## Given task
Copy the lines of the listing word for word, beginning at the line containing "Please identify the rocky" and ending at the line containing "(1161, 631)", with both of those lines included.

-- START Data --

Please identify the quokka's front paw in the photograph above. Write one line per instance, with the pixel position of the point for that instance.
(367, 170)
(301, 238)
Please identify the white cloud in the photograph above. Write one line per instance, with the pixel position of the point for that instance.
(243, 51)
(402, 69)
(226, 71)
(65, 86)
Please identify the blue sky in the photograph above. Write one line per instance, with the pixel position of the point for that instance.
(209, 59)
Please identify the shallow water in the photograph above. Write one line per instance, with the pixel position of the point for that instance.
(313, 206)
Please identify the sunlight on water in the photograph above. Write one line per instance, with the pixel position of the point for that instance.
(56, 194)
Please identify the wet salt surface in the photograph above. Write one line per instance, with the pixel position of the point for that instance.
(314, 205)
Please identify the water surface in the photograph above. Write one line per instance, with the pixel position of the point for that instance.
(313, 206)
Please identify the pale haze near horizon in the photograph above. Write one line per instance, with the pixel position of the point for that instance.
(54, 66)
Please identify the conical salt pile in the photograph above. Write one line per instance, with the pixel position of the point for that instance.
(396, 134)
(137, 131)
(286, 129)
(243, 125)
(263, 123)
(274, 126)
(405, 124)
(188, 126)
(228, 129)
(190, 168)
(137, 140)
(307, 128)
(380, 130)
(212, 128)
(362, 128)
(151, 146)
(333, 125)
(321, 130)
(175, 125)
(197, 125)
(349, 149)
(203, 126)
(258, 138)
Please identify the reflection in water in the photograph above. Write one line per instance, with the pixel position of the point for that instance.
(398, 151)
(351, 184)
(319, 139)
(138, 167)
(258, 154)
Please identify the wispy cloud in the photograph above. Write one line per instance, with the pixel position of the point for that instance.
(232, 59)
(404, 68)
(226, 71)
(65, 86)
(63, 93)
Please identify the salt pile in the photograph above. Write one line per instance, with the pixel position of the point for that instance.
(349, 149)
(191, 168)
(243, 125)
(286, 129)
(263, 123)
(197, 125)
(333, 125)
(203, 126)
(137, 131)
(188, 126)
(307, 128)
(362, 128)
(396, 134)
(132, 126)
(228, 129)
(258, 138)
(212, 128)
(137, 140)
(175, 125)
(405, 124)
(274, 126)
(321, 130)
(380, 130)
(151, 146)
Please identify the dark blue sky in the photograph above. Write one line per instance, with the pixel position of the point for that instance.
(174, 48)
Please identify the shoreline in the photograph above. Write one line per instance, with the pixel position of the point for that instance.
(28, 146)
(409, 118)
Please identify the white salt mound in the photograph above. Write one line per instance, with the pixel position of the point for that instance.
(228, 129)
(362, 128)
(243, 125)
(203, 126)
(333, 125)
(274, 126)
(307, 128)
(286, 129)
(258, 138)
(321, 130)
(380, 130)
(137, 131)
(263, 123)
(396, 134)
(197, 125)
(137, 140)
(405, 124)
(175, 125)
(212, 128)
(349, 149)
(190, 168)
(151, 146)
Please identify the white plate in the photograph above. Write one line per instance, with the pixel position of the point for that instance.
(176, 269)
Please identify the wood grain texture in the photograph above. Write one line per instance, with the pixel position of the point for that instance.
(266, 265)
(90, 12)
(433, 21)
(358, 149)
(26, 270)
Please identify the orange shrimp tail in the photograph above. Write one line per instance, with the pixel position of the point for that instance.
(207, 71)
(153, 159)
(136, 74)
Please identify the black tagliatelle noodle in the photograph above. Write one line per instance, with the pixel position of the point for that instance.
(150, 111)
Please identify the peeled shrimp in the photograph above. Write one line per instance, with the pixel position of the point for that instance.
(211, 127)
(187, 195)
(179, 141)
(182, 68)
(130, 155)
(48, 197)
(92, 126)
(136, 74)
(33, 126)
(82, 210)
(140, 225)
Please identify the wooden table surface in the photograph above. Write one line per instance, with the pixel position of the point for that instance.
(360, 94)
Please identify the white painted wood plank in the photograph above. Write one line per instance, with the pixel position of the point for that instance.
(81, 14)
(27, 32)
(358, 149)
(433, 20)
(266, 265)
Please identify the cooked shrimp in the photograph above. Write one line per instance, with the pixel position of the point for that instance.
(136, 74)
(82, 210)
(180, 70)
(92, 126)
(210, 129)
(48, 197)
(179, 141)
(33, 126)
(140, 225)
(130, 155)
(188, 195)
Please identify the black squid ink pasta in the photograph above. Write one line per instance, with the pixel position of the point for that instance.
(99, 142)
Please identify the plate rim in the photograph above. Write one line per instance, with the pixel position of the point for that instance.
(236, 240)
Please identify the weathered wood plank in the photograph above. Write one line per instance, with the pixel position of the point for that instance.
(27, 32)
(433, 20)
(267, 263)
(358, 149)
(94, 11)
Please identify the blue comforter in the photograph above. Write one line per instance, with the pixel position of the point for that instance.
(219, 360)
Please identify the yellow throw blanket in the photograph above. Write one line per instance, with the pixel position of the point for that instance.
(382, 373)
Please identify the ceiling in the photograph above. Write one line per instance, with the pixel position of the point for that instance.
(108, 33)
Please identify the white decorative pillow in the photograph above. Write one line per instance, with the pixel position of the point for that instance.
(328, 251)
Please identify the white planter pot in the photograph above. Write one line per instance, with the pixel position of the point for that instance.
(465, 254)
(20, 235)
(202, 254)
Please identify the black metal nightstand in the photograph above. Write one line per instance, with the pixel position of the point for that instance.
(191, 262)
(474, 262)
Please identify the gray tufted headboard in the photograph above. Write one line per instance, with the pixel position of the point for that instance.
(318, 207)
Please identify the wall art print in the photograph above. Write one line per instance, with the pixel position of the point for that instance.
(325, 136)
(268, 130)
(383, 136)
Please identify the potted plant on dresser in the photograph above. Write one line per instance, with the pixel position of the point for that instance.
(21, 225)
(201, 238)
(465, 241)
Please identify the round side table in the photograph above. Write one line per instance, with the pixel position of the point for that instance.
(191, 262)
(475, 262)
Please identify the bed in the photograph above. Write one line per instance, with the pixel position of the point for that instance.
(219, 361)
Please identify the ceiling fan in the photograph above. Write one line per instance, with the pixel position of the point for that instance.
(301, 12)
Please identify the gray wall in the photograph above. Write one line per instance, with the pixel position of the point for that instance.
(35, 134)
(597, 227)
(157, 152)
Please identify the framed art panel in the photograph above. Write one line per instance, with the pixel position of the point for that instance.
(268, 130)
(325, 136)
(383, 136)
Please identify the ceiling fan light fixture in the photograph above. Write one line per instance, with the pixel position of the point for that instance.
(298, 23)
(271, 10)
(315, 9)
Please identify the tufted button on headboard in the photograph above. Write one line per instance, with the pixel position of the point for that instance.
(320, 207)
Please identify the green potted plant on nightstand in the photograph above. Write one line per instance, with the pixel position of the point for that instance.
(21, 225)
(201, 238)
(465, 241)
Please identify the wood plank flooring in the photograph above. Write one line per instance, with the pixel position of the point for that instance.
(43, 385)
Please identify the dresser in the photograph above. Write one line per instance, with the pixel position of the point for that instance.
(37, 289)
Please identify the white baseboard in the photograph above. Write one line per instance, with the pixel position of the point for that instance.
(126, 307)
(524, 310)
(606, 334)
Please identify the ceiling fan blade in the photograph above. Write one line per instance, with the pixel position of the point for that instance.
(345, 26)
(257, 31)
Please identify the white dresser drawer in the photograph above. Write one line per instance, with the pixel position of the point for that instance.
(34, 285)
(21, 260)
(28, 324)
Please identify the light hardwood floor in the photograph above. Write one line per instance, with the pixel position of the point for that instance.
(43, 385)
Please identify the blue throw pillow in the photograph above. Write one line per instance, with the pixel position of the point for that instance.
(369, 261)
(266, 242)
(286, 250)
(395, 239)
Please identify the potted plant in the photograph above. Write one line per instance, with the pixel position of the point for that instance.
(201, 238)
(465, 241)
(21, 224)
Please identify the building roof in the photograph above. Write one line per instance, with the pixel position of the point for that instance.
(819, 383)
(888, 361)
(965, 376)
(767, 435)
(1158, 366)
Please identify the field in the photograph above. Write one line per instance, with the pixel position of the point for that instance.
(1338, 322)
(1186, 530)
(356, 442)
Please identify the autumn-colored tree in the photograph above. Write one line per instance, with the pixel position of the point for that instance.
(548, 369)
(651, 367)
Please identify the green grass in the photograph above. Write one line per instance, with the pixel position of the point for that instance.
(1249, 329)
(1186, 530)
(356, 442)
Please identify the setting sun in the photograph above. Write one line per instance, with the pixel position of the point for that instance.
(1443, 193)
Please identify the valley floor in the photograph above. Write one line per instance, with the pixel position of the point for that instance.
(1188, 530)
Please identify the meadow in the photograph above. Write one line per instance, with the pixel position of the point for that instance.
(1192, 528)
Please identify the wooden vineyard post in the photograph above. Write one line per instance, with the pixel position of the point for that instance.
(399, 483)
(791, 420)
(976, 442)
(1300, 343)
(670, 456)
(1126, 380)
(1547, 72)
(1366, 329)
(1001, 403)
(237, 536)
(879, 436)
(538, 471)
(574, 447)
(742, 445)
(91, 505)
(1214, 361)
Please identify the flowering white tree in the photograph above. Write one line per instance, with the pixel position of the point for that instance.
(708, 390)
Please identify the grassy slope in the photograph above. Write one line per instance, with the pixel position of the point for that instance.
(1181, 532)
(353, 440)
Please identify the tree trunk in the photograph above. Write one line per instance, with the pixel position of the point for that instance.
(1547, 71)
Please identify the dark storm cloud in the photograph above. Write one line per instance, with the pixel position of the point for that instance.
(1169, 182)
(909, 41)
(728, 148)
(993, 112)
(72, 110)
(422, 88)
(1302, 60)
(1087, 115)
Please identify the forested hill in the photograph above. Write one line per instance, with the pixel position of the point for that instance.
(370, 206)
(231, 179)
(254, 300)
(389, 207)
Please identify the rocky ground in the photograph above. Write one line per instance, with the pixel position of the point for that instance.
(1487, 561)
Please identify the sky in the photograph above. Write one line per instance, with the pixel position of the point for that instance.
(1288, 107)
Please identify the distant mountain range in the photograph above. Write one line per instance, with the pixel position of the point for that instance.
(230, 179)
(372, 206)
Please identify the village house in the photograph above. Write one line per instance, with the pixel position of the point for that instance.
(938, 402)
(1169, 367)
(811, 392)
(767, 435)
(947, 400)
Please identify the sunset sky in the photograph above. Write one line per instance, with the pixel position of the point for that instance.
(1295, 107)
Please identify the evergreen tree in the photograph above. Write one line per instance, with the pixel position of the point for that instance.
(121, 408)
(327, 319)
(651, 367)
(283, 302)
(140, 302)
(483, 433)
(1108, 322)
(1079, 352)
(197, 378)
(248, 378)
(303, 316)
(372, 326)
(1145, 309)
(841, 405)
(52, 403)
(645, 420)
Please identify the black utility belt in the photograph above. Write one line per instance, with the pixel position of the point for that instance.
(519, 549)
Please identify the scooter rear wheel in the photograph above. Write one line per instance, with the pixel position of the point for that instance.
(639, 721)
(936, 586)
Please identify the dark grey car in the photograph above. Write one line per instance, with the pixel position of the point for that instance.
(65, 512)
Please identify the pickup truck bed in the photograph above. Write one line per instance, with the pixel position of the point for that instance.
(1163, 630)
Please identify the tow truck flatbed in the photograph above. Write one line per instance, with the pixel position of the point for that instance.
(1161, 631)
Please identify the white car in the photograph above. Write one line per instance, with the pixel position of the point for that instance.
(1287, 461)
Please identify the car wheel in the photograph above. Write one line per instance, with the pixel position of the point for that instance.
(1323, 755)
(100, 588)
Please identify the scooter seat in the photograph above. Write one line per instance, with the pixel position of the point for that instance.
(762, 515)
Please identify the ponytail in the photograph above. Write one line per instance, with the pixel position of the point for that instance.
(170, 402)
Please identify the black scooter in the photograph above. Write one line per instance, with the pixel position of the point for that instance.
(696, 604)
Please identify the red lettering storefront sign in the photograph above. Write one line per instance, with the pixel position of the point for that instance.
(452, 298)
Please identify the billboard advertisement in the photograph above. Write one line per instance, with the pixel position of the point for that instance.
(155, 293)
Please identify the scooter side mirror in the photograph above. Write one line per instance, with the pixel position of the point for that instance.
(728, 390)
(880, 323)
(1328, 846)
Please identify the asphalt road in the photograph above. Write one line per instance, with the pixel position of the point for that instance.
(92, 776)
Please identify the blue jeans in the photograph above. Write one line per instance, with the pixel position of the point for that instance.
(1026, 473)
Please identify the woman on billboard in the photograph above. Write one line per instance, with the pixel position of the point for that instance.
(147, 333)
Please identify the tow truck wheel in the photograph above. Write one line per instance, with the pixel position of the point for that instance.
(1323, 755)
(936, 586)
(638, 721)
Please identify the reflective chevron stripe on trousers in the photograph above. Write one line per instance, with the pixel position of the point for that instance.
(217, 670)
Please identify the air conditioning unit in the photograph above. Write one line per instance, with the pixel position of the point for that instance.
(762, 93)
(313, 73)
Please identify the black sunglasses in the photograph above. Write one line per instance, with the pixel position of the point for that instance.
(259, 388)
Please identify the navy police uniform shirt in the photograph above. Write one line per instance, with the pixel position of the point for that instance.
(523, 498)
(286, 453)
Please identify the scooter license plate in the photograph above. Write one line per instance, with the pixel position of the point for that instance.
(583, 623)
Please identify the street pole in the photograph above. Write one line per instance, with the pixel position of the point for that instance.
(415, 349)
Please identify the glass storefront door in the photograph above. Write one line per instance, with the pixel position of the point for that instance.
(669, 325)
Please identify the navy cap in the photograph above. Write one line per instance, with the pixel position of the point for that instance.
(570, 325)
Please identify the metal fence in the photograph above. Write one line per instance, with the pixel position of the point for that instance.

-- END Data --

## Reply
Please identify the rocky ground in the photograph above. Write one line per instance, with the pixel position of the point for that instance.
(1487, 561)
Please identify the sky in the photograph above. Write one line per instance, with the pixel position of the point for that instance.
(1288, 107)
Please identify the distant mountain range in the photograph above. Write one line per instance, with the pixel position of the point for that instance.
(230, 179)
(372, 206)
Please identify the village house in the photograph above. Write one line per instance, with the pixel position of the point for that instance.
(938, 402)
(1169, 367)
(811, 392)
(767, 435)
(947, 400)
Please identify the sunset sky in the photograph above. Write one line per instance, with the pixel position of the point for that instance.
(1295, 107)
Please identify the evergreen tree in the photograph above. Write one line per instance, with the pixel position of the point for that instance.
(121, 408)
(327, 319)
(651, 367)
(283, 302)
(140, 302)
(483, 433)
(1108, 322)
(1079, 352)
(197, 378)
(248, 378)
(303, 316)
(372, 326)
(1145, 309)
(841, 405)
(52, 403)
(645, 420)
Please identify the black utility belt in the photograph above. Write one line per instance, with the pixel position of the point for that instance.
(519, 549)
Please identify the scooter rear wheel in the photograph above. Write one line per instance, with the pixel position of the point for that instance.
(639, 721)
(936, 586)
Please identify the dark grey car in the photograph above. Write one line per instance, with the pixel position of the point for that instance.
(65, 512)
Please identify the pickup truck bed in the photograph above. Write one line per instance, with the pixel position of the point for that instance.
(1163, 630)
Please identify the tow truck flatbed in the photograph above. Write one line per instance, with the pixel position of the point for that instance.
(1161, 631)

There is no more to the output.